__SUPPLIED MATERIAL__
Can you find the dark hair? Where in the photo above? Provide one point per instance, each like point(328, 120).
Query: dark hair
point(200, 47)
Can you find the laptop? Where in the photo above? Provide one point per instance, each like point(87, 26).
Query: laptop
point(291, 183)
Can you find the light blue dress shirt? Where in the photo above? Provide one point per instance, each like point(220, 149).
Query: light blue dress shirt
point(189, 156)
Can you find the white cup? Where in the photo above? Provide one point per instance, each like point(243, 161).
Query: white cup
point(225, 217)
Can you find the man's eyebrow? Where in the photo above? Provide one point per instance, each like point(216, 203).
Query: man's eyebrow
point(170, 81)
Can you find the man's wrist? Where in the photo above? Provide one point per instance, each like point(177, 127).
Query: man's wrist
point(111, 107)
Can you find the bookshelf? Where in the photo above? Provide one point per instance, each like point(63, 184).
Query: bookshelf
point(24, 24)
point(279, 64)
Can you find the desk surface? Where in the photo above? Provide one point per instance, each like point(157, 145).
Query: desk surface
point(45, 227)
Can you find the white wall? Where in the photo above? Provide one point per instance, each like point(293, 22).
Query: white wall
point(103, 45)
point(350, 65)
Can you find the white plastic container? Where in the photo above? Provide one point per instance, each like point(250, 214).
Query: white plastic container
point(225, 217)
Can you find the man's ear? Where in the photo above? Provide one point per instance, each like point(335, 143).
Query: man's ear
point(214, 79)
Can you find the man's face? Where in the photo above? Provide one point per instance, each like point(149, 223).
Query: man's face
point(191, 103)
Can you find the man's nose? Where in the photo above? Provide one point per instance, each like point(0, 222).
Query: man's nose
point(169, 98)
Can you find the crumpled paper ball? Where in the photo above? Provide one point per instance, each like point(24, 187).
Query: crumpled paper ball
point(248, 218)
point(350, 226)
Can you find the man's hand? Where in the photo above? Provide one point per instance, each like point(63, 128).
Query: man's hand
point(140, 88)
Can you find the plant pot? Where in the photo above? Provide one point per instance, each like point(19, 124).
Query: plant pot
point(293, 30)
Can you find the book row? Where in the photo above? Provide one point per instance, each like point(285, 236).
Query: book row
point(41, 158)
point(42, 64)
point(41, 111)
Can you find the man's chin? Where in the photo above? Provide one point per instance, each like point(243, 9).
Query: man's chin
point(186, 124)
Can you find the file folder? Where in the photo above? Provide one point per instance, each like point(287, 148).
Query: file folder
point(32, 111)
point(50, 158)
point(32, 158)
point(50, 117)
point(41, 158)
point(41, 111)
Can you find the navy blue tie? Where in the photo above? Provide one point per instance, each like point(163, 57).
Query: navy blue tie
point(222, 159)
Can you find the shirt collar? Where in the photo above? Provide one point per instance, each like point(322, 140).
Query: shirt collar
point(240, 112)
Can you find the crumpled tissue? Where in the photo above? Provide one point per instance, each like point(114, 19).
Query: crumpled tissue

__GOAL__
Switch "man's" to "person's" everywhere it occurs in the items above, and give them again with nothing else changed.

__SOLUTION__
Can you find the dark hair? Where in the photo above? Provide one point per instance, each like point(328, 120).
Query: dark hair
point(200, 47)
Can you find the laptop? Where in the photo above? Provide one point per instance, each like point(87, 26).
Query: laptop
point(291, 183)
Can you find the light blue dress shirt? Where in the photo above? Provide one point per instance, each like point(220, 149).
Query: light blue dress shirt
point(189, 156)
Can you find the white cup? Where in the photo above? Provide one point per instance, each like point(243, 161).
Query: white cup
point(225, 217)
Can you find the person's eyebrow? Where in the photo above? Provide one point per instance, each like point(216, 203).
Query: person's eyebrow
point(170, 81)
Can you find the person's wrist? Where in the photo above? Provide one point per instance, each like point(177, 127).
Query: person's wrist
point(111, 107)
Can you find the bookshelf? Where in the photo above? Provide one point per instance, each like point(63, 184).
Query: bookshelf
point(24, 24)
point(279, 64)
Can you find the desk surface? Where in the photo above? Provide one point per instance, each like point(157, 145).
Query: desk surface
point(45, 227)
Can you find the white wall? Where in the photo above? Provide one point per instance, each like point(293, 22).
Query: white wall
point(103, 45)
point(350, 65)
Can you find the white plastic container? Where in the photo above? Provide one point per instance, each like point(250, 214).
Query: white plastic container
point(225, 217)
Can you find the person's ear? Where in the photo above? Provide one point per instance, each like point(335, 143).
Query: person's ear
point(214, 79)
Can you find the person's face? Where in the photo above? Provide one point per instance, each like point(149, 223).
Query: person's face
point(191, 103)
Can you find the person's nose? Where in the photo above? Provide one point per instance, each like point(0, 222).
Query: person's nose
point(169, 98)
Can you find the crumpled paper ball? Where in the photo above? Provide one point per instance, each like point(24, 187).
Query: crumpled paper ball
point(248, 218)
point(350, 226)
Can you find the person's hand? Where in the photo above? Provide one point per instance, each like point(63, 128).
Query: person's hand
point(140, 88)
Can you find the plant pot? Where in the photo above? Provide one point per instance, each like point(19, 124).
Query: plant pot
point(293, 30)
Can you find the book row? Where in the photo above? Provide one point per instance, each like point(285, 236).
Query: book row
point(41, 158)
point(42, 64)
point(41, 111)
Can you find the person's chin? Where in the photo above? Provide one point per instance, each like point(243, 9).
Query: person's chin
point(186, 124)
Can you find the file folder? Where in the photo above? Provide one point per instance, each like point(287, 148).
Query: file folder
point(32, 111)
point(50, 158)
point(32, 158)
point(50, 117)
point(41, 158)
point(41, 111)
Can you find the navy blue tie? Where in the photo above? Provide one point per instance, each like point(163, 57).
Query: navy blue tie
point(222, 159)
Can you find the shirt collar? Where in the photo above? Provide one point per instance, each like point(322, 140).
Query: shirt collar
point(240, 112)
Can you find the crumpled tissue? Where in the photo above? Provide one point per instance, each like point(114, 19).
Query: crumpled tissue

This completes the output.